**TASK REQUIREMENTS:** For each line below, check whether "straw" is present. Report how many lines have it, nothing else.

**Data extracted from a collection:**
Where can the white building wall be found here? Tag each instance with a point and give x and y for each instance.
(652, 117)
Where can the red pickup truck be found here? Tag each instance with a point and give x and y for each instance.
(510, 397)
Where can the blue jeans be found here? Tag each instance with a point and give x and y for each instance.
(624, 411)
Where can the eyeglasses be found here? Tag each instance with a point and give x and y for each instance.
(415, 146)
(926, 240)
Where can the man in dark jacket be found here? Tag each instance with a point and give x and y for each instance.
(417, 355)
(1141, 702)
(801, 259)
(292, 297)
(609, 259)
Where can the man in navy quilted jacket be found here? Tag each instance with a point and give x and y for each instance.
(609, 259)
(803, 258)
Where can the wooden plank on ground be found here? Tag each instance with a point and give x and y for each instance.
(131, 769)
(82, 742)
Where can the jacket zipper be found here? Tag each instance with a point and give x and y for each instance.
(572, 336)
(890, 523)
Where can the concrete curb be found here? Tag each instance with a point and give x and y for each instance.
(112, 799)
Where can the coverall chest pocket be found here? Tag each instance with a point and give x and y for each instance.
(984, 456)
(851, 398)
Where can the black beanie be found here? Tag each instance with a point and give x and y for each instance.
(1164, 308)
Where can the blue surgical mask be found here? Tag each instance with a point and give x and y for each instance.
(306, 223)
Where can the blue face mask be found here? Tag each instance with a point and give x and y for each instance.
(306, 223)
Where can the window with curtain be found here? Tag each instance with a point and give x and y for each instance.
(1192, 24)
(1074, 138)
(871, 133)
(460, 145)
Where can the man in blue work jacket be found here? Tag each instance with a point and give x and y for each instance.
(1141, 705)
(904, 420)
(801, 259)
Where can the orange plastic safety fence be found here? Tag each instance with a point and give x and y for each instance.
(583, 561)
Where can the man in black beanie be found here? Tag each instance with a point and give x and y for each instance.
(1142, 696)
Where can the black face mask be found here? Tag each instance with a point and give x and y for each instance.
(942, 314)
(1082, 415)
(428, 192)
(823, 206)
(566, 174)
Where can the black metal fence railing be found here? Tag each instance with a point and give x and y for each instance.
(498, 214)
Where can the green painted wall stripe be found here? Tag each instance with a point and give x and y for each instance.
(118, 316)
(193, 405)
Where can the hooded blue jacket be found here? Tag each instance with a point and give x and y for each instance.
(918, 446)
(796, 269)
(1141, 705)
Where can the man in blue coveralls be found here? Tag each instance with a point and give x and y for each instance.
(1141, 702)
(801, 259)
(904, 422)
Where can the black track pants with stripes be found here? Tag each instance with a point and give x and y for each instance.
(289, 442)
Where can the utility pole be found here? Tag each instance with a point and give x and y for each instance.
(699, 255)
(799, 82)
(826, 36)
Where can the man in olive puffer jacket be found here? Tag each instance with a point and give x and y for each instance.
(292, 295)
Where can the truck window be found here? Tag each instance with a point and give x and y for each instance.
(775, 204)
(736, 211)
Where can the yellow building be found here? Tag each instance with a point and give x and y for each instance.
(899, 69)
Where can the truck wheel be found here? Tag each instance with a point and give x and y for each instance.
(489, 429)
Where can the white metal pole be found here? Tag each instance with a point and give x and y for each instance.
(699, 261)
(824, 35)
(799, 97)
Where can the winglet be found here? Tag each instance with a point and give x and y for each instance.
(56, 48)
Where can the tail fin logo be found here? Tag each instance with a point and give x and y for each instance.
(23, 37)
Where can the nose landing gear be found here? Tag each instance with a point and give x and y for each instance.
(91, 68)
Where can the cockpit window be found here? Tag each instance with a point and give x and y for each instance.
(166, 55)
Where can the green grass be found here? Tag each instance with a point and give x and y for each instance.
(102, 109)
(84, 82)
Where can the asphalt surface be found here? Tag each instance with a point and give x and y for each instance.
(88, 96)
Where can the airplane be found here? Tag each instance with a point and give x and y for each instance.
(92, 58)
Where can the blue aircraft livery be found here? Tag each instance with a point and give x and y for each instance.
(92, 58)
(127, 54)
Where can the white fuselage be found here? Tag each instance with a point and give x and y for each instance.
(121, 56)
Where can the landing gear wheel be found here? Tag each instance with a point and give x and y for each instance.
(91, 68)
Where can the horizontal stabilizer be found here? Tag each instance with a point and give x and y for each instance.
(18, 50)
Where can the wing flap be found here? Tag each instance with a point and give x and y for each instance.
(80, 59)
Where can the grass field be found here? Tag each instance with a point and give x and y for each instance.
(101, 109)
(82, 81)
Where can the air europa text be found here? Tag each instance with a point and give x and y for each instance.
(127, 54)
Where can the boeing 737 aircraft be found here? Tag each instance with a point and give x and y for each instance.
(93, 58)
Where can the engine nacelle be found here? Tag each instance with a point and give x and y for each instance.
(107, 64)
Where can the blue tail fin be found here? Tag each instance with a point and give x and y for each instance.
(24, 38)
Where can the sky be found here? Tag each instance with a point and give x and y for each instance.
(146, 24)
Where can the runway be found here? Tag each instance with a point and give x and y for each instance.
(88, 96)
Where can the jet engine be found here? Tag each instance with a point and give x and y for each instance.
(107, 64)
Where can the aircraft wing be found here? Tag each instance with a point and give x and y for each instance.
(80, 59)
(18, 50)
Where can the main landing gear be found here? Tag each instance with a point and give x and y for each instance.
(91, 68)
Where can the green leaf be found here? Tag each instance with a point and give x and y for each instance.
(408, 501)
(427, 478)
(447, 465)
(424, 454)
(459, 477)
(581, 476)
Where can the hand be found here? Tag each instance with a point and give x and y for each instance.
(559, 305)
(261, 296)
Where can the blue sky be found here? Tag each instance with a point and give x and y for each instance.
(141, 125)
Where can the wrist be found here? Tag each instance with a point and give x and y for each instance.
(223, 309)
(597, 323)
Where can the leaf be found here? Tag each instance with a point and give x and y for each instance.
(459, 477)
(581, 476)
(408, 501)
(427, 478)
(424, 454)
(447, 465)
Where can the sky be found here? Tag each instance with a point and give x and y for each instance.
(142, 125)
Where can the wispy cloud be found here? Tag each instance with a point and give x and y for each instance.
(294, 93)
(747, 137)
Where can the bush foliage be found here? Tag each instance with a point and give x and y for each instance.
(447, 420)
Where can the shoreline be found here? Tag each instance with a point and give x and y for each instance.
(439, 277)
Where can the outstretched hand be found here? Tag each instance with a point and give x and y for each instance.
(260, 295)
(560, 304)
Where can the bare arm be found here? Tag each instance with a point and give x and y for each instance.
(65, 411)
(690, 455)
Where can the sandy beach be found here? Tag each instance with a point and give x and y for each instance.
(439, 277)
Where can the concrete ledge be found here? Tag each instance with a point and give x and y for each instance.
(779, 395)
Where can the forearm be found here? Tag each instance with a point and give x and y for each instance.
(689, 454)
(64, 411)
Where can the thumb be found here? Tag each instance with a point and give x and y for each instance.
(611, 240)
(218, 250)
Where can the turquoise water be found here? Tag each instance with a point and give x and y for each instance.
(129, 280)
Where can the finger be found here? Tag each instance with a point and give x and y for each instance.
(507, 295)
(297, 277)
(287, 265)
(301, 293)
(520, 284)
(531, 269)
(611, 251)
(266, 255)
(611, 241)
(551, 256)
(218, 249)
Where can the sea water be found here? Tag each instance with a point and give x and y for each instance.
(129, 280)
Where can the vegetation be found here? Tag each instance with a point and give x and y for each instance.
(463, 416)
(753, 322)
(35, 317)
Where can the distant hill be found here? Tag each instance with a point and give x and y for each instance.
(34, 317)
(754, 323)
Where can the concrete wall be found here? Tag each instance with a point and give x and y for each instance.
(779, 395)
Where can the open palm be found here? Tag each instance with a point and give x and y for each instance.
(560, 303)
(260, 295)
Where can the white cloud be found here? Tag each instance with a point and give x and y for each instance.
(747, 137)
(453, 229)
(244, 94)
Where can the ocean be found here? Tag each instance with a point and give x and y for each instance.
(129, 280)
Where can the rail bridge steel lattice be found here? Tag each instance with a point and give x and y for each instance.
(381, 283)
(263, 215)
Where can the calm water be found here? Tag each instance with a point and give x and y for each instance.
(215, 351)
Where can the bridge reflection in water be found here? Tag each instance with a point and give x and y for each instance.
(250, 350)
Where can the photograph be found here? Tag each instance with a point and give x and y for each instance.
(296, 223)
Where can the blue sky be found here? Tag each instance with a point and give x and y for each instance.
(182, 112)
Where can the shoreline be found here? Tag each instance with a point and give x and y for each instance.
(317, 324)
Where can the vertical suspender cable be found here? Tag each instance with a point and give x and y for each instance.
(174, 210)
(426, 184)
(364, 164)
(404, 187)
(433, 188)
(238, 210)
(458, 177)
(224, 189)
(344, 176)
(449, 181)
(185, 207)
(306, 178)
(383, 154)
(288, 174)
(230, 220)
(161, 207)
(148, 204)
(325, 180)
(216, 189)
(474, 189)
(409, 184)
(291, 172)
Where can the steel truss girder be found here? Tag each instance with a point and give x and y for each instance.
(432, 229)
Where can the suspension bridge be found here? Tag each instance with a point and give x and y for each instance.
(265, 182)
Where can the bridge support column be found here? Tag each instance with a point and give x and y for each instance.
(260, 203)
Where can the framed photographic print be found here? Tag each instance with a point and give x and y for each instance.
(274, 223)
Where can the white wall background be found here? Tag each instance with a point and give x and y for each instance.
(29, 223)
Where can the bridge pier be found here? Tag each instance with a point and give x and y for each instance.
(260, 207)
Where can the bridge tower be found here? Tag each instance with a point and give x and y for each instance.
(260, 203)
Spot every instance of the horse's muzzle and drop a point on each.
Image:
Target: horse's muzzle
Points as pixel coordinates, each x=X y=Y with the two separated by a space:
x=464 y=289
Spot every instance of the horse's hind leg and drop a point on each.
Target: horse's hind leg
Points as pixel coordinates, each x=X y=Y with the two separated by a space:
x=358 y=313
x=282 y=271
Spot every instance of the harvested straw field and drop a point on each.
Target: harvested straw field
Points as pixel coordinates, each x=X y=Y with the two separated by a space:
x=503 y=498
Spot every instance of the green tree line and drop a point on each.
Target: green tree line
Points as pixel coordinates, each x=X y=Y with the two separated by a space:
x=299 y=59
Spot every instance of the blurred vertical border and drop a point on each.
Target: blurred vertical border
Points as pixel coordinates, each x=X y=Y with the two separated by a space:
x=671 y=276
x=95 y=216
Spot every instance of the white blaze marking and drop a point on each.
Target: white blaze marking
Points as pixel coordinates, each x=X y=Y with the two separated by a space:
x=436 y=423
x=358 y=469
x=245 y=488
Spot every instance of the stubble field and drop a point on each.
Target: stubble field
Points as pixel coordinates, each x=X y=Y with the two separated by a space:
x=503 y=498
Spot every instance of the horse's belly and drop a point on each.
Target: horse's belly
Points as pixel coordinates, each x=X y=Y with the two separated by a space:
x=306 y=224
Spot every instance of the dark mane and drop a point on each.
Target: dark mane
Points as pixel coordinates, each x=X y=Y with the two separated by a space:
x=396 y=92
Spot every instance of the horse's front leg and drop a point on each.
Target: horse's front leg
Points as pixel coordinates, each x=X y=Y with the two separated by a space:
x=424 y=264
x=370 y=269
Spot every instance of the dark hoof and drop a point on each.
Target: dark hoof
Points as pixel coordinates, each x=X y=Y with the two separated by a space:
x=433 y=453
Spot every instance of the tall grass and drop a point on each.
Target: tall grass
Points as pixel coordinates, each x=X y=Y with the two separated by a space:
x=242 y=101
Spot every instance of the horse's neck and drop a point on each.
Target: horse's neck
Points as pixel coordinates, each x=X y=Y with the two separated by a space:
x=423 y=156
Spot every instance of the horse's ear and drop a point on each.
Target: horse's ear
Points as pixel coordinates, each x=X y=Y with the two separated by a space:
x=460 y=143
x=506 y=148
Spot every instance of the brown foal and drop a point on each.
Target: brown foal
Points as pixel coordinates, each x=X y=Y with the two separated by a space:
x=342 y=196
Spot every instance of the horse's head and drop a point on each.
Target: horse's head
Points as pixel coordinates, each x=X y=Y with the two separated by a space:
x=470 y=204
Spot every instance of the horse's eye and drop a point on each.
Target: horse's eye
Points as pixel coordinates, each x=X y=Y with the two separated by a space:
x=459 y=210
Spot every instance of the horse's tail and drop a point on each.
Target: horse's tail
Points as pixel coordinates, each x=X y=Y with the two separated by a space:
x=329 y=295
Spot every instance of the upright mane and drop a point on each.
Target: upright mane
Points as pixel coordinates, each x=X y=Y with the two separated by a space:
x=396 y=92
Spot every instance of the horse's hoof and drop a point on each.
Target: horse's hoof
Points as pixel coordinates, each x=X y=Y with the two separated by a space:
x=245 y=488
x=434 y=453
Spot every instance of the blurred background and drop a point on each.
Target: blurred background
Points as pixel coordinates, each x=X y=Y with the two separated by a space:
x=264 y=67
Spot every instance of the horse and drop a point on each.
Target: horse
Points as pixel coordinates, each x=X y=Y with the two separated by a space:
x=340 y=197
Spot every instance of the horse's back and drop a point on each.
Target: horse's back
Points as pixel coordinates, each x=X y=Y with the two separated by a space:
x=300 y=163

**TASK OUTPUT:** 2